◆ Source
Re: Recommendations for a schema-based data language for use in Hadoop?

Marshall Bockrath-Vandegrift Wed, 05 Aug 2015 10:28:16 -0700

Ryan Schmitt <rschm...@u.rochester.edu> writes:

> I'm currently working on some problems in the big data space, and I'm
> more or less starting from scratch with the Hadoop ecosystem. I was
> looking at ways to work with data in Hadoop, and I realized that
> (because of how InputFormat splitting works) this is a use case where
> it's actually pretty important to use a data language with an external
> schema.


At Damballa we extensively use Avro for these sorts of problems.  We’ve
written a set of Clojure bindings for Avro named “abracad” [1].  Abracad
exposes Avro data as native Clojure data (persistent vectors, maps,
etc), supports protocol-based de/serialization of custom types, and
includes explicit support for defining “EDN-in-Avro” schemas which can
include arbitrary Clojure data.

◆ Data provided
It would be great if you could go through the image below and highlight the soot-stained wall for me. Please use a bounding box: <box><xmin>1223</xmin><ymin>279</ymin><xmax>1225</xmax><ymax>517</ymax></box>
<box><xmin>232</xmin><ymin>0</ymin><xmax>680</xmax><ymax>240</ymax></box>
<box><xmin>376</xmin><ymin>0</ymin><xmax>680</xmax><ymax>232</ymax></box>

◆ Exercise details
Reproduce the whole Hadoop post word for word. Nothing in the listing is needed here.

◆ Final result
Re: Recommendations for a schema-based data language for use in Hadoop?

Marshall Bockrath-Vandegrift Wed, 05 Aug 2015 10:28:16 -0700

Ryan Schmitt <rschm...@u.rochester.edu> writes:

> I'm currently working on some problems in the big data space, and I'm
> more or less starting from scratch with the Hadoop ecosystem. I was
> looking at ways to work with data in Hadoop, and I realized that
> (because of how InputFormat splitting works) this is a use case where
> it's actually pretty important to use a data language with an external
> schema.


At Damballa we extensively use Avro for these sorts of problems.  We’ve
written a set of Clojure bindings for Avro named “abracad” [1].  Abracad
exposes Avro data as native Clojure data (persistent vectors, maps,
etc), supports protocol-based de/serialization of custom types, and
includes explicit support for defining “EDN-in-Avro” schemas which can
include arbitrary Clojure data.